- **TEXTO DE LEITURA**
Ainda a respeito, esclarece a jurisprudência que, no empréstimo por intermédio de cartão de crédito com margem consignável, "disponibiliza-se ao consumidor um cartão de crédito de fácil acesso ficando reservado certo percentual, dentre os quais poderão ser realizados contratos de empréstimo" (TJMA, Apelação Cível n. 0436332014, rel. Des. Cleones Carvalho Cunha, j. em 14/5/2015, DJe 20/5/2015).

Nessa perspectiva, a concessão de crédito através dessas duas modalidades (empréstimo e cartão de crédito), mesmo na consignação, possui considerável distinção, especialmente em relação às taxas de juros e demais encargos, avistando-se maior onerosidade ao consumidor quando se vale do cartão de crédito em detrimento do empréstimo.

- **DADOS DISPONÍVEIS**
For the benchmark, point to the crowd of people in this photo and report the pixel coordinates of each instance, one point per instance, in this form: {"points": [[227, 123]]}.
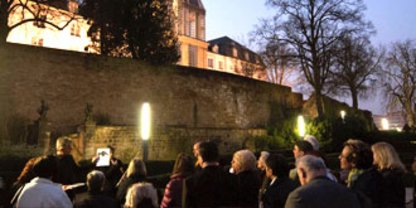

- **OBJETIVOS**
1) Reescreva de forma mais concisa o parágrafo do texto sobre crédito consignado que começa com "Nessa perspectiva", preservando suas informações principais.
2) Retome o texto sobre crédito consignado a partir de sua última frase e dê continuidade a ele.

- **RESPOSTAS DADAS**
1) Mesmo na consignação, a concessão de crédito por empréstimo e por cartão de crédito difere bastante, sobretudo quanto às taxas de juros e aos demais encargos. O cartão de crédito é mais oneroso ao consumidor do que o empréstimo.

2)
Isso se deve, por vezes, em razão de que "o consumidor firma o negócio jurídico acreditando tratar-se de um contrato de empréstimo consignado, com pagamento em parcelas fixas e por tempo determinado, no entanto, efetuou a contratação de um cartão de crédito, de onde foi realizado um saque imediato e cobrado sobre o valor sacado, juros e encargos bem acima dos praticados na modalidade de empréstimo consignado, gerando assim, descontos por prazo indeterminado" (TJMA, Apelação Cível n. 0436332014, rel. Des. Cleones Carvalho Cunha, j. em 14/5/2015, DJe 20/5/2015).

Inclusive, é sabido que tal prática abusiva e ilegal difundiu-se, atingindo parcela significativa de aposentados e pensionistas, tendo como consequência o ajuizamento de diversas ações visando tutelar o direito dos consumidores coletivamente considerados a fim de reconhecer a nulidade dessa modalidade de desconto realizado a título de Reserva de Margem Consignável (RMC).

Acerca do "modus operandi" utilizado pelas casas bancárias, o Núcleo de Defesa do Consumidor (Nudecon), da Defensoria Pública do Estado do Maranhão, para fins de ajuizamento de ação civil pública, bem descreveu como funciona a prática:

O cliente busca o representante do banco com a finalidade de obtenção de empréstimo consignado e a instituição financeira, nitidamente, ludibriando o consumidor, realiza outra operação: a contratação de cartão de crédito com RMC.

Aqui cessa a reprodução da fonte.